### [TASK DETAILS]
Find the word "below" in the data. Return every line where it appears.

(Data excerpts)

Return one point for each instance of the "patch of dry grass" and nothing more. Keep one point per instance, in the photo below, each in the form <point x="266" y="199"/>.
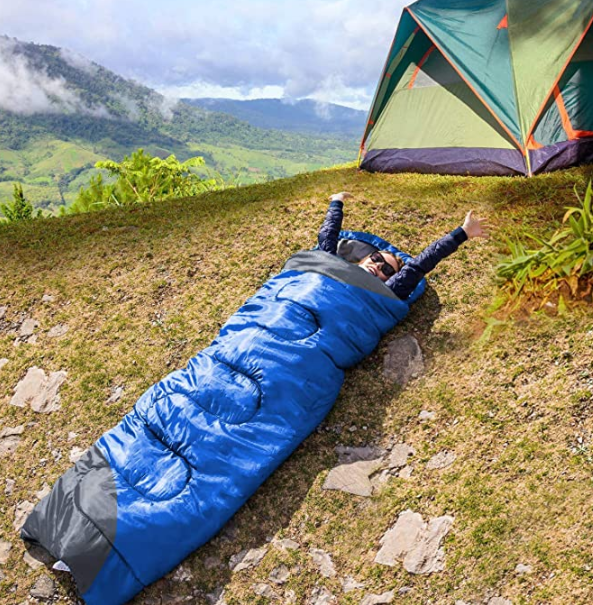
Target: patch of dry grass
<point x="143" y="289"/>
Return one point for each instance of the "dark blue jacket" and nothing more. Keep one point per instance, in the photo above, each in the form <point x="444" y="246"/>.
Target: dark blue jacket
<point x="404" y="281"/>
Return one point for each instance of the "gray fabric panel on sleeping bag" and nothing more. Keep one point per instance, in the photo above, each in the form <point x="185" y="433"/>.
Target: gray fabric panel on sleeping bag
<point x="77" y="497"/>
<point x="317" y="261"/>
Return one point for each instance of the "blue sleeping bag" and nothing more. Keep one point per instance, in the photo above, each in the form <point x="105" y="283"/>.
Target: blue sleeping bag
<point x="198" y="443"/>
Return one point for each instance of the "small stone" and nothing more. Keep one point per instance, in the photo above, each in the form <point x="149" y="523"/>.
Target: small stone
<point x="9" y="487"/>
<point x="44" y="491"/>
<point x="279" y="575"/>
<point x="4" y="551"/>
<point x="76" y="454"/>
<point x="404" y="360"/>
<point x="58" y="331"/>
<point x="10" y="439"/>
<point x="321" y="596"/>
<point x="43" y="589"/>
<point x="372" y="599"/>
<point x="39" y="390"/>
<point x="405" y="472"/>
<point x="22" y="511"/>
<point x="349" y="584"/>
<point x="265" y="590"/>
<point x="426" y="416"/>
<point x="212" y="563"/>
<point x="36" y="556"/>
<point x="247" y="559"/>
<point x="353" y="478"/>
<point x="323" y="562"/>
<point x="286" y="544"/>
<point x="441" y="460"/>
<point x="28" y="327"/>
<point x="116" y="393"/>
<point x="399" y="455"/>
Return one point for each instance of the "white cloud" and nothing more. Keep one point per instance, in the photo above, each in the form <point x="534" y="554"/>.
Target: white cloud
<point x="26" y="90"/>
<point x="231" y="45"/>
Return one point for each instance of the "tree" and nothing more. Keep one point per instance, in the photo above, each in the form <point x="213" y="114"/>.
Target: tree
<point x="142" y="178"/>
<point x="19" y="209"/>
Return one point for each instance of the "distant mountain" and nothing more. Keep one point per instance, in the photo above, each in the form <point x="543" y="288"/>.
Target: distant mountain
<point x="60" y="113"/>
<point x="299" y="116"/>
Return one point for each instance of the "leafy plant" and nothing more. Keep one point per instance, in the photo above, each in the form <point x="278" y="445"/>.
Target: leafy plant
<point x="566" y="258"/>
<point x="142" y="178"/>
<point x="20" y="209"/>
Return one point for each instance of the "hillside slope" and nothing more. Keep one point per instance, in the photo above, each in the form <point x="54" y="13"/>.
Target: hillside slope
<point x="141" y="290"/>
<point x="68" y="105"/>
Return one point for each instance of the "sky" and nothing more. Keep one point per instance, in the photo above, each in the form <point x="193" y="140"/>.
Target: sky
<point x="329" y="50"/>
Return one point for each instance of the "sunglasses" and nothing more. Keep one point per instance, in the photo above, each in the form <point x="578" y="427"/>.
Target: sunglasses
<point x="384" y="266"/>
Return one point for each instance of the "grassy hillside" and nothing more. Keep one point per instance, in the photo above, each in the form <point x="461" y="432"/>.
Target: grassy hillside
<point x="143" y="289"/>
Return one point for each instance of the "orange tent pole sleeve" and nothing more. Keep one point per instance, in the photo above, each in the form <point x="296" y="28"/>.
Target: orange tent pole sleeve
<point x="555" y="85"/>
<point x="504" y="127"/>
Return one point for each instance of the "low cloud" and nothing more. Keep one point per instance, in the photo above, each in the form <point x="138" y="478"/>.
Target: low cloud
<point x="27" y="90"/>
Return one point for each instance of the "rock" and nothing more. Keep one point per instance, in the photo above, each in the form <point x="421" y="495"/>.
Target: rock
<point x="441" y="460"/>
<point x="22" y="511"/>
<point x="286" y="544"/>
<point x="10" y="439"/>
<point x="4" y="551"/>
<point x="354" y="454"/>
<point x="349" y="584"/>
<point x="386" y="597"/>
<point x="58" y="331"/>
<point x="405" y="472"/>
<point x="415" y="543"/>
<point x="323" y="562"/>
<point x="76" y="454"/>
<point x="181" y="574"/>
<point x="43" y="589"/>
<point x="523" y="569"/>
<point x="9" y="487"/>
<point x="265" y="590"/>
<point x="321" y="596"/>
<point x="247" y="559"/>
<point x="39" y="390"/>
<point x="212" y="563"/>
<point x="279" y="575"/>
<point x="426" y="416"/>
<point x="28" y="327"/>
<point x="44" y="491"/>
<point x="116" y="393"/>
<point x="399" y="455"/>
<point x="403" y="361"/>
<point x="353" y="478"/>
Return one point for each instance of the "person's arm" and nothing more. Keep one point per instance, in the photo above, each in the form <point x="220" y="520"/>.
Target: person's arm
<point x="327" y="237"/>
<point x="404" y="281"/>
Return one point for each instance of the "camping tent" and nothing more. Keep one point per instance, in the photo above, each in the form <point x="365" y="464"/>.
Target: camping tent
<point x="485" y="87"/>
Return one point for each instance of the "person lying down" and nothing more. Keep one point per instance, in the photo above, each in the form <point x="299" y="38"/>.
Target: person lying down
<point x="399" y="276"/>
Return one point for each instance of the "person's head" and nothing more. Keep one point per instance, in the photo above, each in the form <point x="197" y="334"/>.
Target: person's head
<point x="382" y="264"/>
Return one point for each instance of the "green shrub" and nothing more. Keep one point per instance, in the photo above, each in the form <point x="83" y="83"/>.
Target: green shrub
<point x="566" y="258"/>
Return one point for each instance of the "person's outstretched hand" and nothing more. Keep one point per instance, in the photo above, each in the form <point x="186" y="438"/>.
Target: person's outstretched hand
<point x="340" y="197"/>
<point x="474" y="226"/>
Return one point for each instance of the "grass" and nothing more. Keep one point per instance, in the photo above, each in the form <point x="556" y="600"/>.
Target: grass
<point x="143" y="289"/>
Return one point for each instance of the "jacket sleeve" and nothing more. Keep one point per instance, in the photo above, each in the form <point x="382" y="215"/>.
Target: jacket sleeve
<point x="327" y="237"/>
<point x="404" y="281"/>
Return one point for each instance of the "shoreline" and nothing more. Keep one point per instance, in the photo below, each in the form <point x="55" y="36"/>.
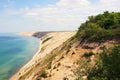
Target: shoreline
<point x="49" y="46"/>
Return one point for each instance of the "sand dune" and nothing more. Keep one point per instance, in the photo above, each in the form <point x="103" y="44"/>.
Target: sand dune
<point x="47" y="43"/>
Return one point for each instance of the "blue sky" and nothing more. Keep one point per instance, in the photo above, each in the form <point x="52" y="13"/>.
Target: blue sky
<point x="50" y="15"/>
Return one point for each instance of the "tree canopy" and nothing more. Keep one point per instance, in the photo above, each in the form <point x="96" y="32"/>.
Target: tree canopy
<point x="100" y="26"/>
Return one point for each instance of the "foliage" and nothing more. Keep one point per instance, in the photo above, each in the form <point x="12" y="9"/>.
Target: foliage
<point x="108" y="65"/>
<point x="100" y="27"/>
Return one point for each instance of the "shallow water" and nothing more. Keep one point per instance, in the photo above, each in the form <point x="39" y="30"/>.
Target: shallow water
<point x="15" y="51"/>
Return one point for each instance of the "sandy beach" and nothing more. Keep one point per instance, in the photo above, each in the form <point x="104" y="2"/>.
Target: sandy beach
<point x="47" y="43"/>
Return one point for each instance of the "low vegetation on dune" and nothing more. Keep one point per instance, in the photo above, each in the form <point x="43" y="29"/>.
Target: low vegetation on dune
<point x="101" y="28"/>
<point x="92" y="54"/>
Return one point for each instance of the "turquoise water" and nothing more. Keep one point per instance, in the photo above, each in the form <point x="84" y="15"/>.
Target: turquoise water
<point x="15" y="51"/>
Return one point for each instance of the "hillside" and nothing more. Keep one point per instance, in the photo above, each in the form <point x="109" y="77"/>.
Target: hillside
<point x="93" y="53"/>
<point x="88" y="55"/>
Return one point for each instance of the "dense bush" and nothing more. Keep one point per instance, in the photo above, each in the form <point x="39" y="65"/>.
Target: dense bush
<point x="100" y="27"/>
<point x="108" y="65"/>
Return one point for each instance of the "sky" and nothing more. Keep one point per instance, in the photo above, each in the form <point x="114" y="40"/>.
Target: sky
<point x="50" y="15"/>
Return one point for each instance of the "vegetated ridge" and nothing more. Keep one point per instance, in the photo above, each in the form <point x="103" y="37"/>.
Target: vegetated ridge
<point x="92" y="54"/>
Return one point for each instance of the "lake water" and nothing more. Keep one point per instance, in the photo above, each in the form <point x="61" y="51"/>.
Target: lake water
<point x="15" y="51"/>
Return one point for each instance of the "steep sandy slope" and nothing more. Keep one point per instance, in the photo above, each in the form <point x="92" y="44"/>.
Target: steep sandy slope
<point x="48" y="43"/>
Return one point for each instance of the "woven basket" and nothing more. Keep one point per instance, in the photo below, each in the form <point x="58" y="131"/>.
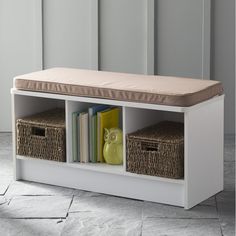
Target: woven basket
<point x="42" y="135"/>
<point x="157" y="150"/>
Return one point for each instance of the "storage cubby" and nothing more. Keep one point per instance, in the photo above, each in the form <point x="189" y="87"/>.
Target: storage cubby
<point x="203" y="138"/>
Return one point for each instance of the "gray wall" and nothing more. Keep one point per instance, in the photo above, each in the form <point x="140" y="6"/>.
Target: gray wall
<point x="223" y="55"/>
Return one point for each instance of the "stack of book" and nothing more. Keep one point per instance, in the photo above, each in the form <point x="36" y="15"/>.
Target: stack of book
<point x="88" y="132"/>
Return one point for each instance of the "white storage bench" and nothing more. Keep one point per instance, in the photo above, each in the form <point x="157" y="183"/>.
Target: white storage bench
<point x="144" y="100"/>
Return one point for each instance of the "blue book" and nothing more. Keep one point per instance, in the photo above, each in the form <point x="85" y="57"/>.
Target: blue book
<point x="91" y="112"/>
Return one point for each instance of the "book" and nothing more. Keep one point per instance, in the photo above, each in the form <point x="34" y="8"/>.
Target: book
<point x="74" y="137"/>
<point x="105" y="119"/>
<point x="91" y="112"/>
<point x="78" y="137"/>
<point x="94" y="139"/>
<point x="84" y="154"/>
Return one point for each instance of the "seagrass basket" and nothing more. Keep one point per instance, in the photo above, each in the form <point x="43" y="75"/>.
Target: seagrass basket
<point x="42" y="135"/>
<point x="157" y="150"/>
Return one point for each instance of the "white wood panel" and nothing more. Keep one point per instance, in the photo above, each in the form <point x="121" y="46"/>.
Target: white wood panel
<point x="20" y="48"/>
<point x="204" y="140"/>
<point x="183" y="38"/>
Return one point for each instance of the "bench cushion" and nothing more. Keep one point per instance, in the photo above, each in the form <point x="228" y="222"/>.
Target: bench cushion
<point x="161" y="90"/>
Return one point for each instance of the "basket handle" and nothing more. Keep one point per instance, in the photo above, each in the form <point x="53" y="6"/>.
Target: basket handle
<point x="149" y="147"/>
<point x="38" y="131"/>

### [THE ANSWER]
Return one point for each instance of the "patch of dry grass" and nothing more. Keep one point per instance, in the photo below, each in the form <point x="266" y="199"/>.
Return one point for each instance of the "shoreline" and nothing more. Keep one point per instance, in the photo below, each in the form <point x="55" y="36"/>.
Return one point for each instance of the "woven basket" and nothing more. Keep one point per instance, in the photo below, each in the form <point x="58" y="131"/>.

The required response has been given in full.